## Supplied text
▼▼▼
The Parrot team has been lying low and working away on Parrot, and they are definitely making progress. Allison showed some very preliminary benchmarks of the incomplete Python, Ruby, and PHP implementations on top of Parrot versus the C based versions. She told me afterwards that the project has reached the point where they are working to time based milestones, and that they are hoping to do a 1.0 release early in 2009. Chalk up another to-do.

Random Thoughts

There aren’t any pictures to go with this report because I was not motivated to take any. There were several people snapping away quite frequently during the conference, and I didn’t want to add the slaps from the D3 to the cacophany and the flash light show.

It seems clear to me that many folks share some of the same problems, and I hope that on result of the summit will be that people will start to work together when it makes sense. I know that the Jython and JRuby folks are working in that direction, and it seems likely to me that there will be some collaboration around the dynalang MOP as well. There was a lot of good energy in the room: people were very respectful and curious about other people’s work.

I think that the only regret that I had was that this was the first annual JVM Language Summit. Imagine where we’d be if this had been the fifth…

Update: finished the sentences about persistent data structures in Clojure

News sweep

I’ve managed to go the entire month of August without a post, due to a combination of travel, family activities, and vacations. So here’s a sweep of some of the things that I would have covered during that time.

1.0’s

The Chandler Project – Chandler has gone 1.0, so if you were put off by the version number, you can take it out for a spin. There are some good posts on the Chandler blog that describe how people are using it.

Django – Just today, the Django project had its 1.0 release. This is pretty important because there were a lot of changes in the subversion trunk that weren’t in the packaged builds. That’s all be done away with now. I expect that this will lead to even more Python webapps.

Tools

DTrace – DTrace is 5 years old today, and Bryan Cantrill has a good war story from that time. It’s amazing to me that something as good as DTrace can be around for 5 years, and still be relatively unknown. If you are on Solaris, OpenSolaris, or Mac OS X, go check it out.

Ubiquity – Ubiquity is like Quicksilver integrated into Firefox. It’s emphasizing the natural language aspects of that kind of interface. There’s also pretty good documentation on how to build additional commands, which is really important. There are extensions for Quicksilver, but there aren’t a lot of them. There are already a lot of third party Ubiquity commands. I really wish that Ubiquity could talk to other applications besides Firefox, but there are pretty nasty security problems down that path. Some of the commands are very Google oriented, like the mail and calendar, which makes it less useful for people like me who are still using desktop applications. In an event, I think that this is worth watching carefully. One unintended side effect might be additional pressure for page/application authors to embed machine-readable content (yes, that you, microformats, at least in part) into more pages. We’ll see.
▲▲▲
## Recorded data
▼▼▼
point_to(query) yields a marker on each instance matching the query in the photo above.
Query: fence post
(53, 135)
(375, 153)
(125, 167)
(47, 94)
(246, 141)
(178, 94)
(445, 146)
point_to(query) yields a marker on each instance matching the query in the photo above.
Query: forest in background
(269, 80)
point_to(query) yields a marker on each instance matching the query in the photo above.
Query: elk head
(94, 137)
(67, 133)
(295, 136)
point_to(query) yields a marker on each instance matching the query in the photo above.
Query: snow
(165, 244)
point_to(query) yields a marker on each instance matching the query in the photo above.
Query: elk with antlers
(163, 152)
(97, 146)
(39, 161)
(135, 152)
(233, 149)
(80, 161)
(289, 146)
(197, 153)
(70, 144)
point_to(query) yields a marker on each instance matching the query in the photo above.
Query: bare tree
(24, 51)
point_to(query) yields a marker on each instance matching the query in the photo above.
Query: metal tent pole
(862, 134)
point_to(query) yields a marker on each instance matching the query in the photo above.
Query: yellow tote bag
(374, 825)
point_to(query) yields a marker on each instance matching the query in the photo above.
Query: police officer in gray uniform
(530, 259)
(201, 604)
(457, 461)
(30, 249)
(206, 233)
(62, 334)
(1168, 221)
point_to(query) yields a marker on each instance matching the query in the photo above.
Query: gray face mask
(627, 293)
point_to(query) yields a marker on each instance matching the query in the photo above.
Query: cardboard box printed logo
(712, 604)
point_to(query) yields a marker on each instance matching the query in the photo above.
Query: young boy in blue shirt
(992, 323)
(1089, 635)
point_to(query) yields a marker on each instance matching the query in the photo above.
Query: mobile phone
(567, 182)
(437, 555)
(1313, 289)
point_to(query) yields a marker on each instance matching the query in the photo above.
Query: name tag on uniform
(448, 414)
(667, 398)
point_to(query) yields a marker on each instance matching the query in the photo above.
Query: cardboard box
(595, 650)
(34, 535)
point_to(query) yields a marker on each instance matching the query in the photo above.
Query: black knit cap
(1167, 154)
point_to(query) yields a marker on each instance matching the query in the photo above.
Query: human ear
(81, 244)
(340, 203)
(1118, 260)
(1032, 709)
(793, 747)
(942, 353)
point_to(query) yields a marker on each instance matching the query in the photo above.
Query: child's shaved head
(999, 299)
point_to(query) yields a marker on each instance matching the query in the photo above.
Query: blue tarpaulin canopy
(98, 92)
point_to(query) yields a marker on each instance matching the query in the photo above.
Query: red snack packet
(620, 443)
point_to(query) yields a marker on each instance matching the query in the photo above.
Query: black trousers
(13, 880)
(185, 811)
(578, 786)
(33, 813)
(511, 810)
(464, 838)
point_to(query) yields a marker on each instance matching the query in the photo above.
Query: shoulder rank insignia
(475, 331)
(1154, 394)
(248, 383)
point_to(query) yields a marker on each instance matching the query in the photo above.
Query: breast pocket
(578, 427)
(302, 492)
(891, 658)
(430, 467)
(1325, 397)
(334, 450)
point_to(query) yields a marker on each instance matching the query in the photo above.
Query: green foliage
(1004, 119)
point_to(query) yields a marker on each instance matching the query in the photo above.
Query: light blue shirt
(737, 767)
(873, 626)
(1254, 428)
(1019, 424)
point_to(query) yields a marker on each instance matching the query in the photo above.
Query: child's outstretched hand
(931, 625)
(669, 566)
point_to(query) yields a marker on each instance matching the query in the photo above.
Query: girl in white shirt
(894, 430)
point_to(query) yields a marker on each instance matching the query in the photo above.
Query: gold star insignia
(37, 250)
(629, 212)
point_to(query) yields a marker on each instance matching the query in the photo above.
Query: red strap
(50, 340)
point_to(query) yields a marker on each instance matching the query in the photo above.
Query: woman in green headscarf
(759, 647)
▲▲▲
## Actions to take
a – From the blog post, write out the passage from "Django – Just" to "check it out.".
b – Answer these questions from the blog post:
(i) When does the Parrot team hope to make a 1.0 release?
(ii) How old is DTrace, according to the post?
(iii) Which project had its 1.0 release on the same day the post was written?
c – Continue the blog post on the JVM Language Summit and recent software news from where it stops.

## Answers given
a –
Django – Just today, the Django project had its 1.0 release. This is pretty important because there were a lot of changes in the subversion trunk that weren’t in the packaged builds. That’s all be done away with now. I expect that this will lead to even more Python webapps.

Tools

DTrace – DTrace is 5 years old today, and Bryan Cantrill has a good war story from that time. It’s amazing to me that something as good as DTrace can be around for 5 years, and still be relatively unknown. If you are on Solaris, OpenSolaris, or Mac OS X, go check it out.

b –
(i) Early in 2009.
(ii) Five years old.
(iii) Django.

c –
Chrome – There’s a lot of buzz about Google’s Chrome browser. Since it doesn’t run on the Mac, I don’t have much to say. I’m not about to install Windows or fire up VMWare just to run a browser. One day the Mac port will be done, and then I’ll have a look. I am encouraged that the development team is doing a real Mac native experience.

Dynamic Language Runtimes

It’s been exciting to watch the progress in JavaScript runtime engines over the last few weeks. First there was Mozilla’s TraceMonkey, which is a tracing based JIT, which delivered some very impressive speedups, despite the fact that it still has cannot deal with recursion. As part of Google Chrome, a team lead by StrongTalk/HotSpot lead Lars Bak has done a JavaScript JIT called V8, which is also turning out some very impressive numbers. And of course, the SquirrelFish engine for WebKit was turning in pretty good numbers a few months back. This is great progress for JavaScript — it’s less so for the web because of the variety of deployed browsers. It’s exciting to watch the various JavaScript runtimes leapfrogging each other. It gives me the sense that JavaScript is really making some serious moves on the performance front. Of course, none of these folks are comparing their execution times to C or C++. I’d like to see those comparisons as well. It’s also great that all three of these engines are open-source, so that implementors of other languages can evaluate the internals of these VM’s. I’d love to see this kind of leapfrogging in the Python and Ruby communities.

Cameras

I’m not as interested in the camera body arms race as I once was. The Canon 50D is an upgrade of the 40D, but I’m not really sure that more pixels is better. The telltale feature on the camera is the autofocus system, which hasn’t been given much of an upgrade. That signals to me that the 5DMkII will not be the all out upgrade that many are hoping for, but what do I know? The Nikon D90 sounds cool if you want to shoot video. I have enough problems with still pictures.

I am interested in the Nikon P6000, point and shoot, but I am seriously annoyed by the NRW proprietary RAW file format for the camera. Everything about the camera seems awesome, especially the ability to do off camera flash, both iTTL and manual. The RAW thing is going to be the determiner for me. I won’t buy one unless there is Lightrooom/Adobe Camera Raw support for the camera. OS X native support wouldn’t be bad either. As a new Nikon owner, I am unimpressed by the NRW decision.

Travel

September is a heavy travel month for me. I will be in Birmingham, UK for PyCon UK, from Sept 12-14, and I’ll be at the JVM Language Summit from Sept 24-26. As always, stop by and say hello if you will be at one of these events.

DTrace on Linux?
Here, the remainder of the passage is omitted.